• What is needed: The following data has a line with "Target: reclaimed wood frame" and a line with "Target: gray wall". Write out exactly those lines and all the lines between them.

[Stored items]
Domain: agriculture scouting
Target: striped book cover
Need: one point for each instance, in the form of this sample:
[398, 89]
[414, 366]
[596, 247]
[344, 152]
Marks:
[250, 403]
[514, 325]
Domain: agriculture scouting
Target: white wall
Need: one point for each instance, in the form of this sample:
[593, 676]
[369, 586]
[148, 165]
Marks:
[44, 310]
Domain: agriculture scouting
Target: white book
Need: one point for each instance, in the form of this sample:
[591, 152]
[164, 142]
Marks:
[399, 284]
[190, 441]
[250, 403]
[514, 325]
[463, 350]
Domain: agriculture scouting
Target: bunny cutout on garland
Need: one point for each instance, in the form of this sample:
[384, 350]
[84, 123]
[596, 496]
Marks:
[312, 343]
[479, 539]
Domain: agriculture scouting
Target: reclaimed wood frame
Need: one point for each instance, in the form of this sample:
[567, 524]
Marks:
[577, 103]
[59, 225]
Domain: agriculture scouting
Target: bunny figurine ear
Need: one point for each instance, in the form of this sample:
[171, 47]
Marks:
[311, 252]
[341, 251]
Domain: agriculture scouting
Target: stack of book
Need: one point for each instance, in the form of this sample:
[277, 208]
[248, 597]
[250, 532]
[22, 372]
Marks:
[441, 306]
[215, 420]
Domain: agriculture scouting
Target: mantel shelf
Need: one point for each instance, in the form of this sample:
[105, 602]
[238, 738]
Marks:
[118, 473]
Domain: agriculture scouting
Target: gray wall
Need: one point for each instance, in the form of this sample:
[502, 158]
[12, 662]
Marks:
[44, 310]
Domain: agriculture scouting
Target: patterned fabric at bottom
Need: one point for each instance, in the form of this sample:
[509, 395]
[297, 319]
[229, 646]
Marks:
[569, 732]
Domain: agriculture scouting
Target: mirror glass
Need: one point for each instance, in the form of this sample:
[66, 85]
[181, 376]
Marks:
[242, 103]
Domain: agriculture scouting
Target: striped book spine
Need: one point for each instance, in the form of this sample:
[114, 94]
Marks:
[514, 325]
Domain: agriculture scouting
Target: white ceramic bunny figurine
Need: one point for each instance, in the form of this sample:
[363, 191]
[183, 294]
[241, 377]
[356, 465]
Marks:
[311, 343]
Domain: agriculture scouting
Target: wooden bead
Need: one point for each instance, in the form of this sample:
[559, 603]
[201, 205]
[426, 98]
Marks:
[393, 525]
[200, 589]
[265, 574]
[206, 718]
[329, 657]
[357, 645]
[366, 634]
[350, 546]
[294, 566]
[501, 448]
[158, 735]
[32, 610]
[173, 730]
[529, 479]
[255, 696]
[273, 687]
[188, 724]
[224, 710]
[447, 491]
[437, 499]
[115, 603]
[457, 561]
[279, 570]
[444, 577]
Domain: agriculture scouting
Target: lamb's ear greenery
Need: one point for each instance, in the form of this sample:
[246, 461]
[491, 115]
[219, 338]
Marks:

• Exercise solution:
Target: reclaimed wood frame
Need: one point for each instance, in the form of this sample:
[567, 524]
Marks:
[577, 103]
[59, 225]
Domain: agriculture scouting
Target: bunny figurine ear
Need: one point for each instance, in the form of this sample:
[171, 47]
Marks:
[311, 252]
[341, 251]
Domain: agriculture scouting
Target: stack of book
Need: one point for each instance, in the form of this sample:
[277, 208]
[248, 597]
[250, 532]
[22, 372]
Marks:
[441, 306]
[215, 420]
Domain: agriculture scouting
Target: mantel shelf
Need: one point for each instance, in the form of this sample:
[105, 602]
[238, 738]
Marks:
[118, 473]
Domain: agriculture scouting
Target: gray wall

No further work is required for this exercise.